AIM >> Extract every line of the data below and repeat it exactly, leaving the pictures out of your answer.

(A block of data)
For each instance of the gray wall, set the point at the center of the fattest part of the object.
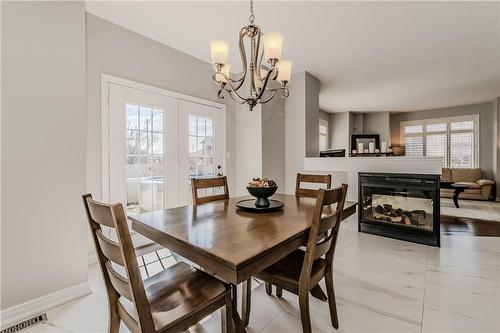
(44, 232)
(496, 147)
(273, 141)
(295, 130)
(114, 50)
(312, 114)
(487, 127)
(326, 116)
(377, 123)
(340, 131)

ANSWER TO THIS TASK >>
For each instance of the gray wall, set the point at the center of the fattest part of the object.
(44, 232)
(496, 147)
(273, 141)
(295, 130)
(114, 50)
(312, 114)
(487, 127)
(326, 116)
(377, 123)
(340, 131)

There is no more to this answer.